# Collecting various gridded datasets to use as predictors in a NEE model

- ANU climate data
- MODIS LAI
- Soil moisture from GRAFS

Results are saved to `/g/data/os22/chad_tmp/NEE_modelling/results/input_data/input_data_<YYYY>.nc`

In [None]:
# !pip install xarray
# !pip install datacube
# !pip install --extra-index-url="https://packages.dea.ga.gov.au" \
#   odc-algo

# !pip install rioxarray
# !pip install odc-geo
# !pip install dea_tools
# !pip install joblib
# !pip install tqdm
# !pip install geopandas
# !pip install -U scikit-learn
# !pip install dask-ml

In [None]:
import os
import odc.geo.xr
import xarray as xr
import numpy as np
import pandas as pd
from odc.algo import xr_reproject
from odc.geo.xr import assign_crs

import sys
sys.path.append('/g/data/os22/chad_tmp/NEE_modelling/')
from collect_gridded_data import collect_gridded_data

In [None]:
from datacube.utils.dask import start_local_dask
client = start_local_dask(mem_safety_margin='2Gb')
client

## Analysis Parameters

In [None]:
time=('2015')

In [None]:
%%time
collect_gridded_data(time=time)

---
---
# Collecting and processing various datasets

## Resampling GRAFS and LAI to monthly

In [None]:
# client = start_local_dask(mem_safety_margin='1Gb')
# client

In [None]:
i=0
for y in range(2018, 2022):
    print(" {:03}/{:03}\r".format(i + 1, len(range(2018, 2022))), end="")
    
    year = str(y)
    
    sws = xr.open_dataset('/g/data/fj4/SatelliteSoilMoistureProducts/S-GRAFS/ANNUAL_NC/surface_soil_moisture_vol_1km_'+year+'.nc',
                      chunks=dict(lat=1000, lon=1000))
    sws = assign_crs(sws, crs=sws.attrs['crs'][-9:])

[Dataset records]

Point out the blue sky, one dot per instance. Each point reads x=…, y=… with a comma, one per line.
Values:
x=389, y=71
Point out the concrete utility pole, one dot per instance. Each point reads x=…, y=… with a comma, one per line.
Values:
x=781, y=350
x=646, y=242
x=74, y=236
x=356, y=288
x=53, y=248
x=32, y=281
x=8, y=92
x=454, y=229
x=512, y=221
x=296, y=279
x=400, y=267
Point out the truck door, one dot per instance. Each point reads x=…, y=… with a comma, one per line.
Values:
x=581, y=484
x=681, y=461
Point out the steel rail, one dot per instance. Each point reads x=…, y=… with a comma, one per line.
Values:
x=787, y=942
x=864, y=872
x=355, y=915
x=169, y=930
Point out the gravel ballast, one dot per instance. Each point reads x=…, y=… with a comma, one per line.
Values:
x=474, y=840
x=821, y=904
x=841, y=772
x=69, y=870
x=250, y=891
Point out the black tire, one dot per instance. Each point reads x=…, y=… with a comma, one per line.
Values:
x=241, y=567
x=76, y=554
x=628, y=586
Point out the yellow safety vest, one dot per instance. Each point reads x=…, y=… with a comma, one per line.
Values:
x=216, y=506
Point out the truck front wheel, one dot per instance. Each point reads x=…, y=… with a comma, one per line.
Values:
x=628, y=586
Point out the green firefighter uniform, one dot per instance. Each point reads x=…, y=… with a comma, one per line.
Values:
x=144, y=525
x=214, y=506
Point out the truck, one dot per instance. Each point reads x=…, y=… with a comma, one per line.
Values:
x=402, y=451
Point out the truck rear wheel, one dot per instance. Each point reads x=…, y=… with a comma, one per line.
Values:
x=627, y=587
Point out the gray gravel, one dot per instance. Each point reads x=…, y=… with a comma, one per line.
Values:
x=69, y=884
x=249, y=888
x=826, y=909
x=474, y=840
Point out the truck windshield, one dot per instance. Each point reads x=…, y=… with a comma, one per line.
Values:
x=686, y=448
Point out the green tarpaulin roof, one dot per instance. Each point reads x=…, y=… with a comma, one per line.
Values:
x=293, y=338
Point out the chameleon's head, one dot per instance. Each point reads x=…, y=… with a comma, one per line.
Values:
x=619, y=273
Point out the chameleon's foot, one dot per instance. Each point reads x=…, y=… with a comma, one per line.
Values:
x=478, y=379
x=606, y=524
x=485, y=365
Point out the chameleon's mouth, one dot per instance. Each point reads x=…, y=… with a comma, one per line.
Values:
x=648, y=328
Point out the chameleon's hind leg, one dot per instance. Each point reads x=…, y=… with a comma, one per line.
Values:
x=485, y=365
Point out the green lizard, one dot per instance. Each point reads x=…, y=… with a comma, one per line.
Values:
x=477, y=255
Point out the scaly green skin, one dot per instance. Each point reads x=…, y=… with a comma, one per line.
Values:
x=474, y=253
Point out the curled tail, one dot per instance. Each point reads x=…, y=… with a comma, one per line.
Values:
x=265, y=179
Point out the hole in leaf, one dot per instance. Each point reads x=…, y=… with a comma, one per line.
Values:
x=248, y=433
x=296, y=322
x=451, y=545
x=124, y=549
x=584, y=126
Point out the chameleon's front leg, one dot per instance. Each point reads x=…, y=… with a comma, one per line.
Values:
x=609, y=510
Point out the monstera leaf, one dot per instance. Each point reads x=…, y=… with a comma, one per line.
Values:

= What to do =
1. List the gridded datasets that the NEE data notebook names as predictors for the NEE model.
2. In the NEE data notebook, rewrite the paragraph beginning "Results are saved to" as a short list that gives the output folder and the file name pattern separately.
3. In the NEE data notebook, what memory safety margin is passed to `start_local_dask` in the call that is not commented out?
You won't need the records for any of this.

= Answers for the exercise =
1.
- ANU climate data
- MODIS LAI
- Soil moisture from GRAFS

2.
- Output folder: `/g/data/os22/chad_tmp/NEE_modelling/results/input_data/`
- File name pattern: `input_data_<YYYY>.nc`

3. '2Gb'